((
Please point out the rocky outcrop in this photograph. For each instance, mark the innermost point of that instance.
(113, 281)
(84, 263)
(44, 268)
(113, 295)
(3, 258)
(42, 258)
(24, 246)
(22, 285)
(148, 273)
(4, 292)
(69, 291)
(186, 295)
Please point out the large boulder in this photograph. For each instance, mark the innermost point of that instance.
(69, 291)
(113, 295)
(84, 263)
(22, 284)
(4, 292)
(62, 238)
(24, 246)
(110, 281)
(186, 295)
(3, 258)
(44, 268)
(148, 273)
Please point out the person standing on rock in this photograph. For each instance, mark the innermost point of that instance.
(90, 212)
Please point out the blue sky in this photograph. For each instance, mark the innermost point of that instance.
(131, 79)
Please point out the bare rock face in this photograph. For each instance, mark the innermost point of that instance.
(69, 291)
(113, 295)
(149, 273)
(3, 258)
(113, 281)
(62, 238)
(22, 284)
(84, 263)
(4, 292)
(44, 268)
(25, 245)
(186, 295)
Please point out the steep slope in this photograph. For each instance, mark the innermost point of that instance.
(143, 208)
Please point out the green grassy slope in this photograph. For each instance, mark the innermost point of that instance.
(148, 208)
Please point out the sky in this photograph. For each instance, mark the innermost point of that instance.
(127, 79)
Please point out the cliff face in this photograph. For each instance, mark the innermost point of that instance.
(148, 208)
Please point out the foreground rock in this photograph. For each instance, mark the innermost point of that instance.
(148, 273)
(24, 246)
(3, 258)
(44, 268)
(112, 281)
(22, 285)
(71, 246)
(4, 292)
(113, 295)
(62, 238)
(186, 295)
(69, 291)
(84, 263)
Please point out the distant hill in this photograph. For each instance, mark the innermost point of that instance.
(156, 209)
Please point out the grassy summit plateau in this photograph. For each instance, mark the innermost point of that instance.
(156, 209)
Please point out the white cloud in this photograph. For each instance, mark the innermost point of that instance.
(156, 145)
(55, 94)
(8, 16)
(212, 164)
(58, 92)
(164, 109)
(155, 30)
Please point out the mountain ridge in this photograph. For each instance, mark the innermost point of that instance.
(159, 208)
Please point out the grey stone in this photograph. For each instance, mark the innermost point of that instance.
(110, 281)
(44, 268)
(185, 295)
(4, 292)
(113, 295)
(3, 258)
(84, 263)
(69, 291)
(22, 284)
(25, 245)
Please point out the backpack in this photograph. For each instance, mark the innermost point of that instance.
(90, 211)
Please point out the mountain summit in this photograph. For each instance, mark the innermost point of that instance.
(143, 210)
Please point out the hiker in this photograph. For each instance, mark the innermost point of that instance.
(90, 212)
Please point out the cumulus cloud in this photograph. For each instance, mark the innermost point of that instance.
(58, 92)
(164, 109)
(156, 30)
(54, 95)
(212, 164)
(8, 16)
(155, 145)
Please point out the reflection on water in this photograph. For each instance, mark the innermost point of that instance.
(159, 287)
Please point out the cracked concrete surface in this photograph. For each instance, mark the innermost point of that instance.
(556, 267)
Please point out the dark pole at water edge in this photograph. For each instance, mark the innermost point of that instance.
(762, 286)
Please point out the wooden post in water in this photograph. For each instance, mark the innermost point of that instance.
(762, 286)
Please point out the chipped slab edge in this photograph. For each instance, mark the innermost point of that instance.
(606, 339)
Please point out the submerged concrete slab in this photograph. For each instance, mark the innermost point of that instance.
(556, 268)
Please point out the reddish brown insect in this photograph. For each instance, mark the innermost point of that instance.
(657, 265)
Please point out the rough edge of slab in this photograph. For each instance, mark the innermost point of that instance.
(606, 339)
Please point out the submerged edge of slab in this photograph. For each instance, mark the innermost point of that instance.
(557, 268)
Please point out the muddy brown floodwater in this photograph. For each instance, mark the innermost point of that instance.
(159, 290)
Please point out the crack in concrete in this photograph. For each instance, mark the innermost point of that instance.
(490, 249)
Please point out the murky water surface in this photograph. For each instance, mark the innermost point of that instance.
))
Reproduce all of the material above word for word, from its first line through its last.

Please point out the rocky outcrop in this photograph. For each instance, mark the innermost point of that instance.
(113, 281)
(84, 263)
(44, 268)
(113, 295)
(3, 258)
(42, 258)
(24, 246)
(22, 285)
(148, 273)
(4, 292)
(69, 291)
(186, 295)
Please point out the large boulder in this photograph. For each instance, mark the innermost point of that instance.
(69, 291)
(113, 295)
(84, 263)
(22, 284)
(4, 292)
(62, 238)
(24, 246)
(110, 281)
(186, 295)
(3, 258)
(44, 268)
(148, 273)
Please point out the person standing on rock in this photograph. For each instance, mark the innermost point of that instance.
(90, 212)
Please point out the blue sky in this photograph. For each instance, mark the innermost point of that instance.
(131, 79)
Please point out the bare rock face in this photograph. For each instance, mark the innermost point of that instance.
(69, 291)
(113, 295)
(149, 273)
(3, 258)
(113, 281)
(62, 238)
(22, 284)
(84, 263)
(4, 292)
(44, 268)
(25, 245)
(186, 295)
Please point out the steep slope in this photograph. For each instance, mark the innermost point of that instance.
(143, 208)
Please point out the green grassy slope in this photograph. For each instance, mark the innermost point of that instance.
(148, 208)
Please point out the sky in this photograph. For each instance, mark the innermost point of that instance.
(127, 79)
Please point out the cliff face in this photograph. For each instance, mark the innermost point of that instance.
(148, 208)
Please point out the foreground rock in this photograph. For each instance, mark the innermost point of that instance.
(148, 273)
(24, 246)
(3, 258)
(44, 268)
(112, 281)
(22, 285)
(71, 246)
(4, 292)
(113, 295)
(62, 238)
(186, 295)
(69, 291)
(84, 263)
Please point out the distant hill in this photograph. For each instance, mark the innermost point of that instance.
(156, 209)
Please point out the grassy summit plateau in this photograph. For each instance, mark the innermost point of that instance.
(156, 209)
Please point out the white cloud in this photograph. For each instance, mark the innermost point of that instance.
(156, 145)
(55, 94)
(8, 16)
(212, 164)
(58, 92)
(164, 109)
(155, 30)
Please point out the mountain ridge in this photograph. For each instance, mark the innermost point of that instance.
(159, 208)
Please point out the grey stone in this photograph. For each instance, mark the innermost point of that instance.
(110, 281)
(44, 268)
(185, 295)
(4, 292)
(113, 295)
(3, 258)
(84, 263)
(69, 291)
(22, 284)
(25, 245)
Please point out the backpack in this photograph. For each instance, mark the innermost point of that instance.
(90, 211)
Please point out the mountain summit in this photograph. For each instance, mark the innermost point of that instance.
(143, 210)
Please point out the hiker in this photograph. For each instance, mark the innermost point of that instance.
(90, 212)
Please point out the cumulus cloud in this photograph. For each instance, mark the innermost point of that instance.
(58, 92)
(164, 109)
(156, 30)
(54, 95)
(212, 164)
(8, 16)
(155, 145)
Please point out the reflection on water in this photograph. For each instance, mark the innermost point of that instance.
(159, 287)
Please point out the cracked concrete surface in this photograph. For each instance, mark the innermost point of that instance.
(556, 267)
Please point out the dark pole at water edge in this photograph. For each instance, mark the innermost point of that instance.
(762, 286)
Please point out the wooden post in water in this photograph. For each instance, mark the innermost point of that instance.
(762, 286)
Please point out the chipped slab edge in this photograph. For each instance, mark the innermost point of that instance.
(606, 339)
Please point out the submerged concrete slab in this photograph. For each instance, mark the innermost point of that instance.
(556, 268)
Please point out the reddish brown insect in this photograph. For each instance, mark the innermost point of that instance.
(657, 265)
Please point out the rough edge of slab in this photograph. For each instance, mark the innermost point of that instance.
(606, 339)
Please point out the submerged edge of slab in this photograph. For each instance, mark the innermost point of that instance.
(557, 268)
Please point out the muddy brown floodwater in this photograph. For each instance, mark the innermost point of that instance.
(159, 290)
Please point out the crack in concrete in this photograph. For each instance, mark the innermost point of that instance.
(490, 249)
Please point out the murky water surface in this photograph. For each instance, mark the innermost point of that instance.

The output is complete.